**Written exercise:**
Can you quote the abstract below on trade credit and unconventional monetary policy in full, word for word?

====== Extract to read ======

Abstract
We show that trade credit in production networks is important for the transmission of unconventional monetary policy. We find that firms with bonds eligible for purchase under the European Central Bank's Corporate Sector Purchase Program act as financial intermediaries and extend more trade credit to their customers. The increase in trade credit flows is more pronounced from core countries to periphery countries and towards financially constrained customers. Customers increase investment and employment in response to the additional financing, while suppliers with eligible bonds increase their customer base, potentially favoring upstream industry concentration. Our findings suggest that the trade credit channel of monetary policy produces heterogeneous effects on regions, industries, and firms.

====== Data extract ======

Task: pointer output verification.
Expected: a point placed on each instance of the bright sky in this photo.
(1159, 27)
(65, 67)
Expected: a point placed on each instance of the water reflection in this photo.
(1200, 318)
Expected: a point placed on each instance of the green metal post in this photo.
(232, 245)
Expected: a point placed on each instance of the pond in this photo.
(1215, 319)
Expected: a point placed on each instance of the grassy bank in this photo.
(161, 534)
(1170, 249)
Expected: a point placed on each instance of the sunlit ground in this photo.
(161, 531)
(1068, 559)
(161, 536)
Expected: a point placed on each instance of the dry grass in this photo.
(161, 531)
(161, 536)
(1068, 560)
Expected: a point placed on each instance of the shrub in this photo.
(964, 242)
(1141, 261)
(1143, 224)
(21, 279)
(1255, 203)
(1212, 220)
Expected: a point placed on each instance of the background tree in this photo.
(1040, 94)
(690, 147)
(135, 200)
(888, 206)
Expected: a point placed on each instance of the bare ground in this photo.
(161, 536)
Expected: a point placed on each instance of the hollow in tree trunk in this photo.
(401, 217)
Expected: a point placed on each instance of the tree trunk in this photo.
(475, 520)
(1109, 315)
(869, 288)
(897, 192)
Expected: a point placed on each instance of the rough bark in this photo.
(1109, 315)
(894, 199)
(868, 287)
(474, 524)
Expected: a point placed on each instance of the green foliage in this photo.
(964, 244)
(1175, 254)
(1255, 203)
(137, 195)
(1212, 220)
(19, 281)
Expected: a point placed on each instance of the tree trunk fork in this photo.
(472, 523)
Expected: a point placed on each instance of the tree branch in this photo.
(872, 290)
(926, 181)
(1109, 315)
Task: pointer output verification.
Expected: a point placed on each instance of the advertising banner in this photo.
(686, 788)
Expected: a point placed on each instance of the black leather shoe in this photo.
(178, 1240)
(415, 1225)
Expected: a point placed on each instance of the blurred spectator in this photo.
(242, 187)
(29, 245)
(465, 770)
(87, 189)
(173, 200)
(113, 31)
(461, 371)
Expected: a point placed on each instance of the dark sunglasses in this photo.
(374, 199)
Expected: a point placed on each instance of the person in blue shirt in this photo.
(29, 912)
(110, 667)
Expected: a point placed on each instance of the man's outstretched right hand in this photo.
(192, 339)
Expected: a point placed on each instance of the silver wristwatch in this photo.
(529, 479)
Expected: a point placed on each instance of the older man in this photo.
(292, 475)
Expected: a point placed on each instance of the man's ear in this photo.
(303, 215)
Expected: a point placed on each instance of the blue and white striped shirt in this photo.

======

**Complete answer:**
Abstract
We show that trade credit in production networks is important for the transmission of unconventional monetary policy. We find that firms with bonds eligible for purchase under the European Central Bank's Corporate Sector Purchase Program act as financial intermediaries and extend more trade credit to their customers. The increase in trade credit flows is more pronounced from core countries to periphery countries and towards financially constrained customers. Customers increase investment and employment in response to the additional financing, while suppliers with eligible bonds increase their customer base, potentially favoring upstream industry concentration. Our findings suggest that the trade credit channel of monetary policy produces heterogeneous effects on regions, industries, and firms.